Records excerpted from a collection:
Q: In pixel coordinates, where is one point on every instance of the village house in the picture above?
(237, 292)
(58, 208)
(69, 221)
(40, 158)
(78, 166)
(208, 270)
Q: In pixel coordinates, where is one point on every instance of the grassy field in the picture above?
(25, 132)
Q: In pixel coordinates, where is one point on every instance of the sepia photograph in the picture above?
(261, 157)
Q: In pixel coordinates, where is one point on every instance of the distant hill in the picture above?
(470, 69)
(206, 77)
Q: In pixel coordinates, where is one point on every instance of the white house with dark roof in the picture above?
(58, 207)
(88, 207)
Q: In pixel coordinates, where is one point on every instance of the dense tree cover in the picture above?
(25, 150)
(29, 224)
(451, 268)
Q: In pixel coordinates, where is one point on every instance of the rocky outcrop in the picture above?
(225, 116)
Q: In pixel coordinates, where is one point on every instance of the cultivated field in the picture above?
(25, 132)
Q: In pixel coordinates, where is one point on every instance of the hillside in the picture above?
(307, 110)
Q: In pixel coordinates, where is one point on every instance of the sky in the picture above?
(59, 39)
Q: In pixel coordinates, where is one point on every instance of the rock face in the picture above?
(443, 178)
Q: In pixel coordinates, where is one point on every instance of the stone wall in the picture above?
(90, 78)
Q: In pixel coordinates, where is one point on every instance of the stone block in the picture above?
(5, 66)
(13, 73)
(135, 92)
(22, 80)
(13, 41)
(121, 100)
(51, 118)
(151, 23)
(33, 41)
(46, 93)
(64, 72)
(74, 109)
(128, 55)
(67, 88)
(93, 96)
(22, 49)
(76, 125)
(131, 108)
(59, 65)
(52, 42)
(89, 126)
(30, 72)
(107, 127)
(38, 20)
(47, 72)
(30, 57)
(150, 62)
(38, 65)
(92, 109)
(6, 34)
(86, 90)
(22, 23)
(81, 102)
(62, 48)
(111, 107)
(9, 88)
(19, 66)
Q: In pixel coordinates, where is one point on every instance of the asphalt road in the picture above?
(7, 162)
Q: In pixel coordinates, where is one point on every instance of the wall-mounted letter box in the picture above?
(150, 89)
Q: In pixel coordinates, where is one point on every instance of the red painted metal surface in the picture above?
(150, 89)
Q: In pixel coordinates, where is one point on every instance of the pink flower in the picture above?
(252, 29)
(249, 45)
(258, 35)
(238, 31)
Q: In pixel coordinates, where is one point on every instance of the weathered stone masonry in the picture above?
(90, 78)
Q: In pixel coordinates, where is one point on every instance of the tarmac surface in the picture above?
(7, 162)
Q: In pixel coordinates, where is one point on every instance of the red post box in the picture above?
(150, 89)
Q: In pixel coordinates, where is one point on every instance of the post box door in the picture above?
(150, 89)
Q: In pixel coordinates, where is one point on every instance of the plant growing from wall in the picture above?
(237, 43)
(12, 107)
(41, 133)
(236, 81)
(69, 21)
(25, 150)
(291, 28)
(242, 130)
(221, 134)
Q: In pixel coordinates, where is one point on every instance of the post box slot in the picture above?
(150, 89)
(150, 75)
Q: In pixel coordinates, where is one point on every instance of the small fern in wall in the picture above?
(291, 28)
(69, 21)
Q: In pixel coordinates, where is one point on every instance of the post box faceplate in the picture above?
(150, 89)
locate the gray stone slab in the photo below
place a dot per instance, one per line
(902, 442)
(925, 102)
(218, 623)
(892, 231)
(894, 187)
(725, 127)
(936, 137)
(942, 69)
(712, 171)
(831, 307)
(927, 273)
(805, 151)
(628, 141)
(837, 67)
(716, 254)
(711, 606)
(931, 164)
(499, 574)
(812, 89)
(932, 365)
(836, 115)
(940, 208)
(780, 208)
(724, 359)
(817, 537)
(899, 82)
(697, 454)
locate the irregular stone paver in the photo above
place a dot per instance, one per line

Exercise objective
The line with "slot in the picture above?" and all lines after it through the end of the data above: write these out exactly and add nothing.

Answer to this problem
Q: In pixel coordinates, where is one point on every instance of the post box slot in the picture above?
(150, 89)
(150, 75)
Q: In pixel coordinates, where is one point on every instance of the small fern in wall in the picture above?
(291, 28)
(69, 21)
Q: In pixel coordinates, where is one point on every instance of the post box faceplate in the picture above?
(150, 89)
locate the gray stone slab in the photo below
place a dot per instance, one per line
(902, 442)
(925, 102)
(218, 623)
(892, 231)
(894, 187)
(725, 127)
(936, 137)
(942, 69)
(712, 171)
(831, 307)
(927, 273)
(805, 151)
(628, 141)
(837, 67)
(716, 254)
(711, 606)
(931, 164)
(499, 574)
(812, 89)
(932, 365)
(836, 115)
(940, 208)
(780, 208)
(724, 359)
(817, 537)
(899, 82)
(697, 454)
locate the irregular stone paver in the photo above
place a dot per instance, one per line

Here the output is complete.